_TAREA 1_
Resume en dos oraciones el texto sobre el maquis anarquista.

_TEXTO DE ORIGEN_
============================================================
Liberadores sin pueblo: una guerrilla aislada
La actividad guerrillea del maquis anarquista comenzó oficialmente en otoño de 1947, después de que el II congreso del Movimiento Libertario Español (MLE) convocado en Tolosa ordenara impulsar la resistencia, la acción directa y el sabotaje. Y continuó, a pesar del alto el fuego decretado en 1951 por Montseny, hasta la muerte de Ramon Vila Capdevila, Caracremada, el 7 de septiembre de 1963 en la localidad barcelonesa de Castellnou de Bages, triste hito que le valió el título de último guerrillero. Agustí hace balance de los tres lustros de la guerrilla catalana, y le salen más de un centenar de muertos: 12 civiles asesinados por el maquis, más 14 miembros de las fuerzas de seguridad y 37 guerrilleros caídos en enfrentamientos directos. Para terminar con los 39 guerrilleros capturados y fusilados. El período de máxima intensidad fue el trienio 1947-49, con acciones sonadas como el sabotaje de Carburos Metálicos de Berga, el apagón de Terrasa, los atentados contra los consulados de Brasil, Perú y Bolivia en Barcelona, y la continua voladura de torres eléctricas. Por lo que respecta al aspecto recaudatorio, en 1949 se contabilizó el montante total ingresado en concepto de "expropiaciones sociales forzosas": dos millones de pesetas, procedentes de medio centenar de golpes. Pura calderilla, sostiene Agustí, para unas gentes que pretendían nada menos que derrocar a Franco. La pregunta, después de todos estos muertos y de toda la gente -imposible averiguar cuánta- que terminó en prisión tiene que ser: ¿valió la pena?

Porque llegados a este punto hay que añadir otro de los matices que aporta Agustí a esta materia: el apoyo popular al maquis anarquista fue escaso. Escasísimo. Geográficamente se concentró en las localidades rurales de las comarcas barcelonesas del Bages y del Berguedà, donde las masías se encontraban justo en medio de las rutas habituales para llegar hasta Barcelona. En total, continúa, el maquis movilizó uno, como mucho dos centenares de activistas, más un millar de simpatizantes o colaboradores. Y aun esto, siendo generosos: "Una base popular ni existió ni hubiera podido existir, porque al pueblo derrotado no le quedaban fuerzas ni ánimos, y colaborar con la guerrilla significaba exponerse al riesgo de terribles represalias. Al final, casi todos fuimos algo, poco o mucho franquistas. Por acción o por omisión". En cualquier caso, las cifras delatan el nulo sentido de la realidad de unos hombres a quienes el exilio había alejado, y no solo geográficamente, del país que pretendían liberar. Aun así, Agustí insiste en limpiar la imagen de facinerosos que les endosó la propaganda franquista: "Hubo homicidios digamos accidentales, como el del meublé de Pedralbes, y víctimas inocentes, sí. Pero no eran hombres de gatillo fácil. Nada de tiros en la nuca".
============================================================
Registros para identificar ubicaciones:
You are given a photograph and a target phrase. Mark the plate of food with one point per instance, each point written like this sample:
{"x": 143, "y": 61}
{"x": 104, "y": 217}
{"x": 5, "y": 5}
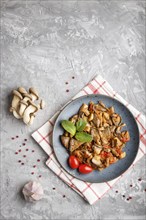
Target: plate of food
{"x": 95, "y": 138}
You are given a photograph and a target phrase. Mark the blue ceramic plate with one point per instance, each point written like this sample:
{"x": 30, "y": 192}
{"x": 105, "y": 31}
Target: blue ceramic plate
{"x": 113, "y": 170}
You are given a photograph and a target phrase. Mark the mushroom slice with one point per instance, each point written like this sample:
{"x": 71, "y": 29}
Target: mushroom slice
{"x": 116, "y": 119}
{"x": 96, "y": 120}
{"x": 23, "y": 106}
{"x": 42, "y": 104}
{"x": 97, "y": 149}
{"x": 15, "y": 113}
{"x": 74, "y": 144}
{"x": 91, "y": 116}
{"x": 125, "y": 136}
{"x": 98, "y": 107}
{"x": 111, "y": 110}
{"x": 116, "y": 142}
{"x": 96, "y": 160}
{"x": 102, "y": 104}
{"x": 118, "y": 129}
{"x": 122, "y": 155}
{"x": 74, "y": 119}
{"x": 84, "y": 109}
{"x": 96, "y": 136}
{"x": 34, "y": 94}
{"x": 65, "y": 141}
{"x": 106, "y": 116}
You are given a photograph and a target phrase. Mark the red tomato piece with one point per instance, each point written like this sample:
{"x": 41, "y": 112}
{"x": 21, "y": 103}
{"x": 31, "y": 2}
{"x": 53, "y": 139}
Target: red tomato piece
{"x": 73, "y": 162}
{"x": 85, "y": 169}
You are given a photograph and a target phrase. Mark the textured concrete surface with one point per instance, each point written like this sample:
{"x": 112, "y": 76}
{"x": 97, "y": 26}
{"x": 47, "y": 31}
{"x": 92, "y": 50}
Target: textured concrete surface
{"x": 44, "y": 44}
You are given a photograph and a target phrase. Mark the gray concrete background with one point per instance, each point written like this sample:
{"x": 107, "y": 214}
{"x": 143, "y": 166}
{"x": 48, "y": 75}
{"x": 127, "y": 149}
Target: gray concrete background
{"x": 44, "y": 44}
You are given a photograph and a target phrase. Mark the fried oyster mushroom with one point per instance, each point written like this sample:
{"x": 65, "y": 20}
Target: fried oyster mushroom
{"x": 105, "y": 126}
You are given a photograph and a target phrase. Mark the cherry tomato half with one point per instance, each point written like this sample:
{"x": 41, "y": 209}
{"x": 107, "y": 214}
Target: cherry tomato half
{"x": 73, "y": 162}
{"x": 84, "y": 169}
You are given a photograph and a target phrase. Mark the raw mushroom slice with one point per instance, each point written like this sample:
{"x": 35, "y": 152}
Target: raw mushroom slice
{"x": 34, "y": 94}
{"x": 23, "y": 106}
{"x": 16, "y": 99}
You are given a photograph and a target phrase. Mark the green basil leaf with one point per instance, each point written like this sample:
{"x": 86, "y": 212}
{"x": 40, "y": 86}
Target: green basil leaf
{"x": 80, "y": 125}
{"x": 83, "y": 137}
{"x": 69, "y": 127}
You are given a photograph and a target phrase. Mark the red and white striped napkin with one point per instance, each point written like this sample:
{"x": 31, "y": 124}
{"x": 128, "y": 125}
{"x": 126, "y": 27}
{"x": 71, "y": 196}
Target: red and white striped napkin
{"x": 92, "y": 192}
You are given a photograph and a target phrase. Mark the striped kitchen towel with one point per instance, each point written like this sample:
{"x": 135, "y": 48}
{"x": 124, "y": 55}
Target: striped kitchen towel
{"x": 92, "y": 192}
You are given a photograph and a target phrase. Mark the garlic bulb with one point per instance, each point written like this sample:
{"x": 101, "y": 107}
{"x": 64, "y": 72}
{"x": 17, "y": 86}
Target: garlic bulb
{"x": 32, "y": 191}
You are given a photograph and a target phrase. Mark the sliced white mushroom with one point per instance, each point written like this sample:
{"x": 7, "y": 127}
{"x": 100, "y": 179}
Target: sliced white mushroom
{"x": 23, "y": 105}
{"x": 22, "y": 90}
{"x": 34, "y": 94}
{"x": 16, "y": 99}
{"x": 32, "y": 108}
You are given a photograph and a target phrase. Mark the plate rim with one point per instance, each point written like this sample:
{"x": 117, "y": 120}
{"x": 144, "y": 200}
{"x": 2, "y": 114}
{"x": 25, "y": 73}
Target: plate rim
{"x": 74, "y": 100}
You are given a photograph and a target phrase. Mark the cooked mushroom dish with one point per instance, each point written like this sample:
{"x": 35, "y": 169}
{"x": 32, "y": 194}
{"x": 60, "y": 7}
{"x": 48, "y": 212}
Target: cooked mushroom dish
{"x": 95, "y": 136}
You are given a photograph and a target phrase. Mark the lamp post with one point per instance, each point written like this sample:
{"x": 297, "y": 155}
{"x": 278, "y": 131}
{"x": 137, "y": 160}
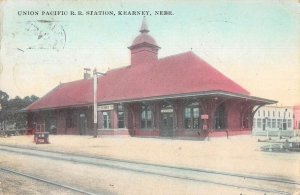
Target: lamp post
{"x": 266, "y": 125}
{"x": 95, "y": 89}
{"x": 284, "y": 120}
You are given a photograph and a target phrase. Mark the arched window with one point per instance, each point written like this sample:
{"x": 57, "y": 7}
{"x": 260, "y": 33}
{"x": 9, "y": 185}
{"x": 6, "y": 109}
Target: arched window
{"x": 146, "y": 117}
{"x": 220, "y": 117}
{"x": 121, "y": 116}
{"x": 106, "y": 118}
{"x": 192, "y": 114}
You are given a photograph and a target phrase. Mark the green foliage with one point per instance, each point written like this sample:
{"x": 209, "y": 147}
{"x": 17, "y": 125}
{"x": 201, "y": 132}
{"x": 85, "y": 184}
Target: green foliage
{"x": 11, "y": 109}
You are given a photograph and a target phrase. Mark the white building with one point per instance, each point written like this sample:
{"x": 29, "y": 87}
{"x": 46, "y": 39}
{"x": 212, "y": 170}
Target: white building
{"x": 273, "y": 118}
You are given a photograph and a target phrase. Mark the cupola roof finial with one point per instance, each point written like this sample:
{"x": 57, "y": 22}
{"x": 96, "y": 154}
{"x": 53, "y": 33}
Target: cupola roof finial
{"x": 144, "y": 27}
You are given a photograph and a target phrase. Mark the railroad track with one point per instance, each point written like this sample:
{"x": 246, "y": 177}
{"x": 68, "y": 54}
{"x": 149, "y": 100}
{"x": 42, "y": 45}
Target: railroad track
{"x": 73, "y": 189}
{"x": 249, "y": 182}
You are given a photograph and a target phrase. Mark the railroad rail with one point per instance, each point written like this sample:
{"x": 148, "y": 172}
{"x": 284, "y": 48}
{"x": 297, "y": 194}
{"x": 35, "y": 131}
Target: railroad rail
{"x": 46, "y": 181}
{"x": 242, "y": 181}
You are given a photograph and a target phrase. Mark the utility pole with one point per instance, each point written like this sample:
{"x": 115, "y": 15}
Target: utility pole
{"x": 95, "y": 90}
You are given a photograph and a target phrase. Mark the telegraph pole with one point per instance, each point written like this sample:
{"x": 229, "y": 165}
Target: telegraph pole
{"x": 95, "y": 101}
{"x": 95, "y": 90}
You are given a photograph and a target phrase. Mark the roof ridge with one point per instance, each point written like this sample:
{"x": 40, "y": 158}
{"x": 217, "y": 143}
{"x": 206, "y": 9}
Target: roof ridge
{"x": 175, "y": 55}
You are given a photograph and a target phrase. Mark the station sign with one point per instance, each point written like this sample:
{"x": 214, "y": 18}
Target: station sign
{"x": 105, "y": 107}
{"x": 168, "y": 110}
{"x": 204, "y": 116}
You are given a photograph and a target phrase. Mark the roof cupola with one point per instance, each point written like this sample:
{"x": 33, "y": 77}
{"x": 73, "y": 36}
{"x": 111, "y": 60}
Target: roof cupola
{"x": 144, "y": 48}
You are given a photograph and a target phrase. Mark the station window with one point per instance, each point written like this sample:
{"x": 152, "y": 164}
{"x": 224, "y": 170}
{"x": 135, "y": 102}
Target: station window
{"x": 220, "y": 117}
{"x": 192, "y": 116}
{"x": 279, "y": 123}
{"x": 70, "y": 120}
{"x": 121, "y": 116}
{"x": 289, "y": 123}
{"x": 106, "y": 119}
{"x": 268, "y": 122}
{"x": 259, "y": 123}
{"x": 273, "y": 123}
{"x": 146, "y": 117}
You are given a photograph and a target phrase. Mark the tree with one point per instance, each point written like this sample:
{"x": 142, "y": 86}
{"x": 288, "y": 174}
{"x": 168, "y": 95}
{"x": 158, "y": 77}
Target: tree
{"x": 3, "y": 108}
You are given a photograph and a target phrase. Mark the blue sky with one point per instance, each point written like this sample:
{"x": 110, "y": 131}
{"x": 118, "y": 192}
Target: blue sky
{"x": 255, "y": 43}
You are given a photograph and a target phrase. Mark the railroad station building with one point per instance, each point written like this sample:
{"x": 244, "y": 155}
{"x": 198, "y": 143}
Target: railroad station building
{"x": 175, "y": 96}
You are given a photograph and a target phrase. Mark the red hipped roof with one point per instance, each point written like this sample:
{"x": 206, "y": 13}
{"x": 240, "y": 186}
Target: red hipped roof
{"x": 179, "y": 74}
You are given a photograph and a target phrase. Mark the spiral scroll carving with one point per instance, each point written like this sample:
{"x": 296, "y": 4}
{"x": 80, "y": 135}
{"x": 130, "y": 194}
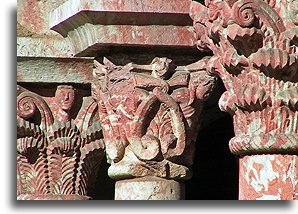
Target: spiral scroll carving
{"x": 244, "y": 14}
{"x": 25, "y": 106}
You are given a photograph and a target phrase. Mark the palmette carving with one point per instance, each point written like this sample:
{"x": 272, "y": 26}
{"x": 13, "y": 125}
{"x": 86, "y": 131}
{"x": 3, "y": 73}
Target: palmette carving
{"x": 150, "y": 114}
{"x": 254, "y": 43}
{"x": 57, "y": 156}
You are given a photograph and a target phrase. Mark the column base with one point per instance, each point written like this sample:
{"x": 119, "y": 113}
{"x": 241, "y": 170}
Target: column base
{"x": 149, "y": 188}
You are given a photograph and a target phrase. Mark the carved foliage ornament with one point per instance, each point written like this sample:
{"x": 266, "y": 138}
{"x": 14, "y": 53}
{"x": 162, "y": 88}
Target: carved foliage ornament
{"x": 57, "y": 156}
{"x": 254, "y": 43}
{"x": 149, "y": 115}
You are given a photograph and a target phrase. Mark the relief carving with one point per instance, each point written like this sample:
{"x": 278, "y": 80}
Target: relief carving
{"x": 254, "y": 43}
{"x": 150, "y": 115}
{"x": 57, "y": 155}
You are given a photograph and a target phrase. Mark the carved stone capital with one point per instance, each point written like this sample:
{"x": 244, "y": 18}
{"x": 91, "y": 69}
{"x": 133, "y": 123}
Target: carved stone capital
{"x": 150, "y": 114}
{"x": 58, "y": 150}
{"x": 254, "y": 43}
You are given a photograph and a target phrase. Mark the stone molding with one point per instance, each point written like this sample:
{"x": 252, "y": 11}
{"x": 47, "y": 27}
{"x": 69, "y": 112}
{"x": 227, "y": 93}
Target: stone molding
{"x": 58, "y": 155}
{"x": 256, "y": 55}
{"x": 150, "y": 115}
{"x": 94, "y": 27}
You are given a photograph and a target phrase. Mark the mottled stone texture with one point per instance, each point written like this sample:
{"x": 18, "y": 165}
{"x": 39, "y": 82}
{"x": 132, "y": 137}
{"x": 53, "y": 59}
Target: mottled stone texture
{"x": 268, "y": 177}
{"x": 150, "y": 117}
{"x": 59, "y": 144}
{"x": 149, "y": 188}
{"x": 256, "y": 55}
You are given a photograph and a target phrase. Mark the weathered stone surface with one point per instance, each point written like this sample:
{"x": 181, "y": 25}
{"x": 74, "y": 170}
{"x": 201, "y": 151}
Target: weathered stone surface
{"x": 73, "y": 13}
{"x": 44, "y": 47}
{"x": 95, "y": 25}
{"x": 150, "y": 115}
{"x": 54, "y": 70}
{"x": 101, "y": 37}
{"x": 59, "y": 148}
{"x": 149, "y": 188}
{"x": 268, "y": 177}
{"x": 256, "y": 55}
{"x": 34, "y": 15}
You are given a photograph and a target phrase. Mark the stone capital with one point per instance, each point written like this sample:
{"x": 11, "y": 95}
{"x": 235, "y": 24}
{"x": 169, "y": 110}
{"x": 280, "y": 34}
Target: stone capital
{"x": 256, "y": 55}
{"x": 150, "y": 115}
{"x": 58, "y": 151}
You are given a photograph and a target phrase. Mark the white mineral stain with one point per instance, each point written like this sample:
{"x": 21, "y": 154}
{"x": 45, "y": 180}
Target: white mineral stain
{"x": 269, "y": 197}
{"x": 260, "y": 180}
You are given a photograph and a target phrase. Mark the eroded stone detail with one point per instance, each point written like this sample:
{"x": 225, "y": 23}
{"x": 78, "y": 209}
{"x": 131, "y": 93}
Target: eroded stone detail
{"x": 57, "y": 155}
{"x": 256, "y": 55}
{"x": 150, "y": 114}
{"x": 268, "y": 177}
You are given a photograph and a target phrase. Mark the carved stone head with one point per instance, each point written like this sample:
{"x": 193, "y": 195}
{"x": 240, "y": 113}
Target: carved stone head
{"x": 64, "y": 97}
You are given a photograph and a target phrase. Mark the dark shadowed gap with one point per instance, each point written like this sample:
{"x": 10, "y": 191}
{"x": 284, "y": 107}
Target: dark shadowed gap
============================================================
_TAREA 2_
Devuelve todas las líneas de los registros que contengan la palabra "roof".

_RESPUESTA CORRECTA 1_
La guerrilla del maquis anarquista comenzó en otoño de 1947 y duró hasta la muerte de Ramon Vila Capdevila, Caracremada, en 1963; según el balance de Agustí, dejó más de un centenar de muertos, y su época de mayor intensidad fue 1947-49. Agustí sostiene que el apoyo popular fue escasísimo y se concentró en pueblos rurales del Bages y del Berguedà, aunque rechaza la imagen de facinerosos que les endosó la propaganda franquista.

_RESPUESTA CORRECTA 2_
You are given a photograph and a target phrase. Mark the cupola roof finial with one point per instance, each point written like this sample:
Target: cupola roof finial
You are given a photograph and a target phrase. Mark the roof ridge with one point per instance, each point written like this sample:
Target: roof ridge
You are given a photograph and a target phrase. Mark the roof cupola with one point per instance, each point written like this sample:
Target: roof cupola
You are given a photograph and a target phrase. Mark the red hipped roof with one point per instance, each point written like this sample:
Target: red hipped roof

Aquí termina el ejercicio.